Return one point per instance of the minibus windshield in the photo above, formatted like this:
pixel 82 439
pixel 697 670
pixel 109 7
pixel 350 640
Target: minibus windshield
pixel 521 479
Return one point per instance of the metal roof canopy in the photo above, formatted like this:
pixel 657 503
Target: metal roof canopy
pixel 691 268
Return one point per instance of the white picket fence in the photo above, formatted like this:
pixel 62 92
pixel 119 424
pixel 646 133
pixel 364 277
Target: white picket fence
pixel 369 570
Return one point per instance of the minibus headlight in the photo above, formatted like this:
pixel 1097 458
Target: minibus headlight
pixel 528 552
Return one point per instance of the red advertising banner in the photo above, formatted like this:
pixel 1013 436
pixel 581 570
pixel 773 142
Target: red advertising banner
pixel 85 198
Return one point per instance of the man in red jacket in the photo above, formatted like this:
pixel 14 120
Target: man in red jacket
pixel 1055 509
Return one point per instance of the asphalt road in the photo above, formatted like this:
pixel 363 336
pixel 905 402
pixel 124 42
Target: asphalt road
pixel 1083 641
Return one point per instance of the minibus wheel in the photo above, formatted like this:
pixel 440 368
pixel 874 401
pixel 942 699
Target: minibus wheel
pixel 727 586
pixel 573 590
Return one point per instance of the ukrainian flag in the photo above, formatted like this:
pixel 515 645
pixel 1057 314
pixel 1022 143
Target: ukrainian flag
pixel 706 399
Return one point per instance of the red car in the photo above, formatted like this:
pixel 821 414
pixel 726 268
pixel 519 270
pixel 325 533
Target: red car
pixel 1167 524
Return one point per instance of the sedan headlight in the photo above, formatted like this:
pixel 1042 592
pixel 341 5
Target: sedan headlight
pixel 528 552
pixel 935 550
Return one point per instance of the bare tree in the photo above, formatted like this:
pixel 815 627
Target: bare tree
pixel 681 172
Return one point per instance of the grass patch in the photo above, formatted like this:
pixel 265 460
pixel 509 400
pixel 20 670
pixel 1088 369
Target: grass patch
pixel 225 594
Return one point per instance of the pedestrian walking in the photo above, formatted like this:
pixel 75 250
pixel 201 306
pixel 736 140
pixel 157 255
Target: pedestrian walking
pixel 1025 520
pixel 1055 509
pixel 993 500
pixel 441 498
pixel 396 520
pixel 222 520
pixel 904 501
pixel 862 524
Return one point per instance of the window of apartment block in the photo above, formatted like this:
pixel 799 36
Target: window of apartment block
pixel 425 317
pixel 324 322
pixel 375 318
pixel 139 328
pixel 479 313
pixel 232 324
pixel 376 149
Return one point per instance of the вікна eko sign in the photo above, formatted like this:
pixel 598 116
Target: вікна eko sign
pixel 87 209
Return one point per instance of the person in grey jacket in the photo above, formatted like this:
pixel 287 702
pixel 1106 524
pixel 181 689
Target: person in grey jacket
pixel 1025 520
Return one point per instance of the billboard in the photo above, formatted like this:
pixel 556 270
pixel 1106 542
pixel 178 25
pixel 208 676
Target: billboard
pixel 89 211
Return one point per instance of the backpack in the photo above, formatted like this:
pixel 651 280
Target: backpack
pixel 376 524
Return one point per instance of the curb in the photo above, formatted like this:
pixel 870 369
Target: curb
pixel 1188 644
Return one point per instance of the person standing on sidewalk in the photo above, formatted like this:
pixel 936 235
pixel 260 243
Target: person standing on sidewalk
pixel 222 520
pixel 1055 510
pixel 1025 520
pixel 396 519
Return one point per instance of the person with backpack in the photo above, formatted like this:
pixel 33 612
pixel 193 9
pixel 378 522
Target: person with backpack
* * *
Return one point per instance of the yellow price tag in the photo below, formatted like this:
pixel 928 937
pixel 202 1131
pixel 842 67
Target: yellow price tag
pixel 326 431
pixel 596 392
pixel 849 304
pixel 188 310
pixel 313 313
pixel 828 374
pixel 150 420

Task goal: Return each line of the preceding material in which "with" can be found.

Solution to this task:
Return one point per instance of the person with backpack in the photo above, formatted like this:
Target: person with backpack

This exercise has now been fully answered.